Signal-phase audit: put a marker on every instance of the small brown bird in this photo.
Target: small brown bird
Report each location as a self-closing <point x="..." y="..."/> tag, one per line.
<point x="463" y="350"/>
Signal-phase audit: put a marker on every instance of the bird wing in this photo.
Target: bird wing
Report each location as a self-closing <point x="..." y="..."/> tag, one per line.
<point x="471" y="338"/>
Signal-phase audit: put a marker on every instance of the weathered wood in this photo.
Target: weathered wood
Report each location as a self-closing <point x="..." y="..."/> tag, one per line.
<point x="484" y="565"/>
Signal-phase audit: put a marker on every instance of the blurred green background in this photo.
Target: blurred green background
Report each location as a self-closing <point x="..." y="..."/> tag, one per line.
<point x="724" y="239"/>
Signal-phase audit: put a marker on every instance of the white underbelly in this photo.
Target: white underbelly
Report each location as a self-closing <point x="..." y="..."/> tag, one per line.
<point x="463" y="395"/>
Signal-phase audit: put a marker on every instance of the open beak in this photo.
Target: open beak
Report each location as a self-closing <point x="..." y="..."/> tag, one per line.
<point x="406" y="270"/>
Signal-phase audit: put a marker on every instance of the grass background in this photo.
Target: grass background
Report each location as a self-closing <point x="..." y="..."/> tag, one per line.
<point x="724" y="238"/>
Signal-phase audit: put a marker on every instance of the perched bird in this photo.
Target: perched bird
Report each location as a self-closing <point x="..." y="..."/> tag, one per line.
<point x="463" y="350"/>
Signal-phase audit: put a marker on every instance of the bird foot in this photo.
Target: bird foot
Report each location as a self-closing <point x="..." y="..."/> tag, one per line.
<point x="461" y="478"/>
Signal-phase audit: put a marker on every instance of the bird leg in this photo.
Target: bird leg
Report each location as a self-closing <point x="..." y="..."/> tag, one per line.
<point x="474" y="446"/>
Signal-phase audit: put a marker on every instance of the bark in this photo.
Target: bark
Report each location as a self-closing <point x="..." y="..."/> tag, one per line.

========

#### What the task asks:
Your answer should be the lines above, from the line containing "Signal-phase audit: put a marker on every instance of the grass" up to and including the line containing "foot in this photo.", reproduced exactly and with nothing else.

#### Answer to the problem:
Signal-phase audit: put a marker on every instance of the grass background in this photo.
Target: grass background
Report each location as a self-closing <point x="..." y="..."/> tag, one per line.
<point x="724" y="238"/>
Signal-phase audit: put a marker on every instance of the perched bird in this photo.
Target: perched bird
Report each location as a self-closing <point x="..." y="..."/> tag, one per line.
<point x="463" y="350"/>
Signal-phase audit: put a marker on every instance of the bird foot in this photo.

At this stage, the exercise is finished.